**Quoted text**:
Pursuant to Section 13 or 15(d) of the Securities Exchange Act of 1934


Date of Report (Date of earliest event reported):  February 23, 1997


			     The Chubb Corporation
- ------------------------------------------------------------------------------
	    (Exact name of registrant as specified in its charter)



	  New Jersey                    1-8661               13-2595722
 ----------------------------      ----------------      -------------------
 (State or other jurisdiction      (Commission File         (IRS Employer
      of incorporation)                Number)           Identification No.)

			     15 Mountain View Road
				P. O. Box 1615
			      Warren, New Jersey                    07061-1615
- ------------------------------------------------------------------------------
		   (Address of principal executive offices)         (Zip Code)


Registrant's telephone number, including area code 908-903-2000
						   ------------



				Not Applicable
- ------------------------------------------------------------------------------
	 (Former name or former address, if changed since last report)


Item 5.           Other Information.

On February 24, 1997, The Chubb Corporation (the "Registrant") issued the
press release attached as Exhibit 1 to this report and incorporated herein by
reference.

Any statements in this Report on Form 8-K and the exhibit hereto which may be
considered to be "forward looking statements" as that term is defined in the
Private Securities Litigation Reform Act of 1995 are subject to certain risks
and uncertainties.  The factors which could cause actual results to differ
materially from those suggested by any such statements include, but are not
limited, to those discussed or identified from time to time in the
Corporation's public filings with the Securities & Exchange Commission and
specifically to: risks or uncertainties associated with the Corporation's
ongoing strategic evaluation of its non-property and casualty business, or
associated with its expectations of premium and investment income growth
projections and new cash available for investment; and, more generally, to:
general economic conditions including changes in interest rates and the
performance of the financial markets, changes in domestic and foreign laws,
regulations and taxes, changes in competition and pricing environments,
regional or general changes in asset valuation, the occurrence of significant
natural disasters, the inability to reinsure certain risks economically, the
adequacy of loss reserves, as well as general market conditions, competition,
pricing and restructurings.

Item 7.           Financial Statements, Pro Forma Financial Information and
Exhibits

(c) Exhibits.

1.          Press release dated February 24, 1997.


				  SIGNATURES

	       Pursuant to the requirements of the Securities Exchange Act of
1934, the registrant has duly caused this report to be signed on its behalf by
the undersigned hereunto duly authorized.

**Problems to work on**:
1 > Copy the filing word for word from "(c) Exhibits." to "hereunto duly authorized.".
2 > State how many lines of the entries contain the string "label", giving only the number.

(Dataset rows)
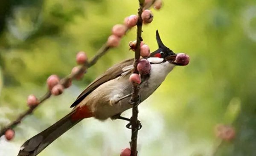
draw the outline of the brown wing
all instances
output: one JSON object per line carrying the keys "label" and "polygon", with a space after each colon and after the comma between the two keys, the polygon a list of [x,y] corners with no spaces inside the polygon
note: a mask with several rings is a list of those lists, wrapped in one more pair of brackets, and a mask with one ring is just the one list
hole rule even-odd
{"label": "brown wing", "polygon": [[134,60],[134,58],[126,60],[109,68],[104,74],[96,78],[85,88],[84,90],[78,96],[76,100],[71,105],[70,107],[74,107],[80,103],[87,95],[102,84],[120,76],[124,72],[122,69],[125,66],[132,64]]}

**Completed exercise**:
1 >
(c) Exhibits.

1.          Press release dated February 24, 1997.


				  SIGNATURES

	       Pursuant to the requirements of the Securities Exchange Act of
1934, the registrant has duly caused this report to be signed on its behalf by
the undersigned hereunto duly authorized.

2 > 2